DOCUMENT SECTION:
** begin **
# '97 k1500 strange charging problem



## Thermos017 (Dec 16, 2009)

i have a question about this topic. i doubt any of you have ever ran into this problem, but i cant track it down. It is a 1997 k1500. the dual battery setup was wired in by yours truly. i have a 105/113A alternator running through a 120A battery isolator. the primary battery usually charges at around 13.5v while the aux. battery runs about 14.5-15v. 

this system worked flawlessly for over a year, then one day the gage fuse blew and the main battery died (not while plowing). after replacing the fuse it charged fine for about 3 weeks, then the fuse blew again. after disconnecting several items and continuing to blow fuses i decided to quit. i hooked everything back up, disconnected my jumper cables, and tried one last time for giggles. the truck fired right up, and hasn't blown a fuse since. now the problem is, the alternator only charges when and after the truck is put in reverse. after putting it in reverse it continues to charge indefinitely until the truck is shut off. after starting it has to be put immediately into reverse again, or the alternator won't charge.
** end **
RAW DATA:
** begin **
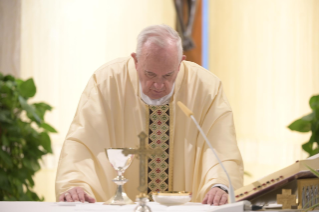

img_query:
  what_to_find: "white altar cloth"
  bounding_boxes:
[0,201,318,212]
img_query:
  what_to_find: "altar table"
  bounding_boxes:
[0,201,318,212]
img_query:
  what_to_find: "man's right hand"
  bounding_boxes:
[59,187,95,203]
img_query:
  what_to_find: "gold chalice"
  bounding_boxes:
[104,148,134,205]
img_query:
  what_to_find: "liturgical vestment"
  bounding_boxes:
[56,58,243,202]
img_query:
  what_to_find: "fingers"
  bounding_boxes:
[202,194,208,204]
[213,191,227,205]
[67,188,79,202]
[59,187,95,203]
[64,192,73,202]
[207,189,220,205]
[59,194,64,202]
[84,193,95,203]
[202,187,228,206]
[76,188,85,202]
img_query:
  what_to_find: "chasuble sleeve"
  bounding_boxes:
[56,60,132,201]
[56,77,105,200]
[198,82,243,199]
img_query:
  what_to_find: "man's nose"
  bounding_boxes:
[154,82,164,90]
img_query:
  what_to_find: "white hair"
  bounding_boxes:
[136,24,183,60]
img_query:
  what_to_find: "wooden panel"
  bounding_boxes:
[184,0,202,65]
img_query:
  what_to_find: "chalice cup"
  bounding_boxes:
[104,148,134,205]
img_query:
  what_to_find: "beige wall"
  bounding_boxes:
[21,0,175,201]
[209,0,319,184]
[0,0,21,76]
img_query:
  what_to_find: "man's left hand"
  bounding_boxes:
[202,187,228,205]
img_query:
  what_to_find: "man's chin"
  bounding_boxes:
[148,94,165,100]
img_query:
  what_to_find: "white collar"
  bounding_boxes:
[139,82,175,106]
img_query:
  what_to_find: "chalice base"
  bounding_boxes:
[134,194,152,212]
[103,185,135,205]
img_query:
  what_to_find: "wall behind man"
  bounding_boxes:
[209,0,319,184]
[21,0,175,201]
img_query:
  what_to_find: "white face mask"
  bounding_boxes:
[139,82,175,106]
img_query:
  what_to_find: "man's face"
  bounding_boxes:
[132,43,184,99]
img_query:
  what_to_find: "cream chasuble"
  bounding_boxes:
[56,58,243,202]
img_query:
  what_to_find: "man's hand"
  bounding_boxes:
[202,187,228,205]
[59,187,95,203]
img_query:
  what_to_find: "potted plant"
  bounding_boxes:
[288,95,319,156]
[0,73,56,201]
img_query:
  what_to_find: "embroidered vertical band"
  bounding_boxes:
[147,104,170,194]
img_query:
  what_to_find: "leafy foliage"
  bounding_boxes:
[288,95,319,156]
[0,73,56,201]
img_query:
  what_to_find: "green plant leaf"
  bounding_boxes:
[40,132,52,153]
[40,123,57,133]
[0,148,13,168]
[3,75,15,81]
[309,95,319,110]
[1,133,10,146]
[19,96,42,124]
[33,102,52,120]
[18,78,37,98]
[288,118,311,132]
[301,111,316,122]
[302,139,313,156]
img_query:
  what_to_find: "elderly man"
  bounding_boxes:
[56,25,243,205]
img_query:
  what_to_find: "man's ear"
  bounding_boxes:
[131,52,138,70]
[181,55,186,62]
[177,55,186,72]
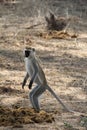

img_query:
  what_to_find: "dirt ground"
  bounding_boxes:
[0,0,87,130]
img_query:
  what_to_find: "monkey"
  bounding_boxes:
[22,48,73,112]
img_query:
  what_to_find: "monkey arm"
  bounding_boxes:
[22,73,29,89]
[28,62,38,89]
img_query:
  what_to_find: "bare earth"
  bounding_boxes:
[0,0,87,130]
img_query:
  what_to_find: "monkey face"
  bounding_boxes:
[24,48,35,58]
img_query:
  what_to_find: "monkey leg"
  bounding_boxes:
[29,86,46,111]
** end **
** begin **
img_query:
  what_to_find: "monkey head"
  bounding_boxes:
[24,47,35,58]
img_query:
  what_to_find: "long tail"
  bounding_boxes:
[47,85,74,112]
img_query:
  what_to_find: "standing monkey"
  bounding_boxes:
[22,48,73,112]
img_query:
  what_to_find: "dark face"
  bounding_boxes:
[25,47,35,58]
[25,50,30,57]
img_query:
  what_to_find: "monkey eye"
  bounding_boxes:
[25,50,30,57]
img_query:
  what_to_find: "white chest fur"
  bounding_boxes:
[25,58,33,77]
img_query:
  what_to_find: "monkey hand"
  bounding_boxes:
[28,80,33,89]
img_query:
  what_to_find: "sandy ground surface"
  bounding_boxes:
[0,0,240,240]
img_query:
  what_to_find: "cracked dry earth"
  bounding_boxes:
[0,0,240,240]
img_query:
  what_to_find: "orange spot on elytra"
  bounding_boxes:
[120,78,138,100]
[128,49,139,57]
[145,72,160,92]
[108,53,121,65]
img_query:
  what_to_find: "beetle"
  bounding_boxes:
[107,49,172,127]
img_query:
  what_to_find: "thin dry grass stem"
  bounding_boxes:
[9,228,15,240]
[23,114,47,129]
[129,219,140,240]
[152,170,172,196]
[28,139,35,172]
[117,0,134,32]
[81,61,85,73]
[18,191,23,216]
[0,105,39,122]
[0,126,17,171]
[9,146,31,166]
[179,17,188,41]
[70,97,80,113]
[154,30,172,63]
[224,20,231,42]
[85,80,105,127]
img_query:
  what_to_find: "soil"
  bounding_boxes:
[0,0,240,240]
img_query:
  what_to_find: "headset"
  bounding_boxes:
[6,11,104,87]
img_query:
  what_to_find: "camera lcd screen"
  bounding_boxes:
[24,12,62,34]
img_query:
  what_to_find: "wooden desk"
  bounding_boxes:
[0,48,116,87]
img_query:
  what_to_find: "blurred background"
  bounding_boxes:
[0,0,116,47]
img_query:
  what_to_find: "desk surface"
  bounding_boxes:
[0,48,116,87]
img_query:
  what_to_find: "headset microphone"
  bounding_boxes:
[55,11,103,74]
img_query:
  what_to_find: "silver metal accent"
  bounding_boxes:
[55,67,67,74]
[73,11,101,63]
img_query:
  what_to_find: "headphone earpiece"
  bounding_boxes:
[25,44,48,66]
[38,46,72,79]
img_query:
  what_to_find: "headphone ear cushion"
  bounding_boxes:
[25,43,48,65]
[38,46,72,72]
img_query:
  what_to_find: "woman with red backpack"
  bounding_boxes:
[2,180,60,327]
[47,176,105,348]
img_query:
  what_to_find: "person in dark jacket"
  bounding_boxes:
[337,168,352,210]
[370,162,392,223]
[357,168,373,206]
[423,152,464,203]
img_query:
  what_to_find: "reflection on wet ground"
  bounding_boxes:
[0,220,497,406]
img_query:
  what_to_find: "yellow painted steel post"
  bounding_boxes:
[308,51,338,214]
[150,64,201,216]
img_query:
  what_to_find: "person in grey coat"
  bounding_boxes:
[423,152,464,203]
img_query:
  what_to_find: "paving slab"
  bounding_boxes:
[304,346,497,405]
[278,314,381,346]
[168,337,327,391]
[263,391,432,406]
** end **
** begin **
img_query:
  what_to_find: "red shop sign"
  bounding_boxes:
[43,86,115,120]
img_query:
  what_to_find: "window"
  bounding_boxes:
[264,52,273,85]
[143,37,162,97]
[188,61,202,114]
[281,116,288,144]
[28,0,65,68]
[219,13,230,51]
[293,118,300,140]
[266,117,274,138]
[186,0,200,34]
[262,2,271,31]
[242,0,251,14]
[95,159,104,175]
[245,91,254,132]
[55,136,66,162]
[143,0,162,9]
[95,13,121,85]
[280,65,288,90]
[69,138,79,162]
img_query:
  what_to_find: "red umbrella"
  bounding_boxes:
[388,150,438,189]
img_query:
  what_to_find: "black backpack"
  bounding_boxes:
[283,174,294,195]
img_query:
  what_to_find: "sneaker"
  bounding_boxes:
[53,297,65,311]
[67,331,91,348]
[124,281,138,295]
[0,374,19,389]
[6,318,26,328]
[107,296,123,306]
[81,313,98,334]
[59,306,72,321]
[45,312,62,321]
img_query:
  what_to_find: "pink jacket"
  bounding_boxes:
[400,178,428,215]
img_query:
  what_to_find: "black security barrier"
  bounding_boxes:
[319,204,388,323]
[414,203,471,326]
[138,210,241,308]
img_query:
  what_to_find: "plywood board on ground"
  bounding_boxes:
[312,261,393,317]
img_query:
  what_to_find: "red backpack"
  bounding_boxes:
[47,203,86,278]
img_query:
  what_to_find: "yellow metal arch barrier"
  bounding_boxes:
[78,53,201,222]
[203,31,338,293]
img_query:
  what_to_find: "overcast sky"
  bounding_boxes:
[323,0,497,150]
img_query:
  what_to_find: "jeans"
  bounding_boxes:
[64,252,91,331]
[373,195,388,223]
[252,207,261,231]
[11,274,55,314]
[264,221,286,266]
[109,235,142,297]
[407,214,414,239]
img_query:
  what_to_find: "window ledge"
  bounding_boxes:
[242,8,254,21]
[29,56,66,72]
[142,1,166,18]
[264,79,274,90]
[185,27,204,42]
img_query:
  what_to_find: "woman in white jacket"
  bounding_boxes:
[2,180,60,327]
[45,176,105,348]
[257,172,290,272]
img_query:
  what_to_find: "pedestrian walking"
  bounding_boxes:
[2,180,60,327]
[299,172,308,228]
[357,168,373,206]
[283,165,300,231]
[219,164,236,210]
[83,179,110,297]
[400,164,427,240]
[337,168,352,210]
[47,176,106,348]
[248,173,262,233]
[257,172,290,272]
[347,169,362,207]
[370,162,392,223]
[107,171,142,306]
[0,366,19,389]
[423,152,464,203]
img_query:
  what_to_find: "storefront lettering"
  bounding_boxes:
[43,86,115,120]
** end **
GIVEN PROBLEM: According to the post about the '97 K1500 charging problem, what has to happen right after the truck is started for the alternator to charge?

SOLVED PROBLEM: The truck has to be put immediately into reverse.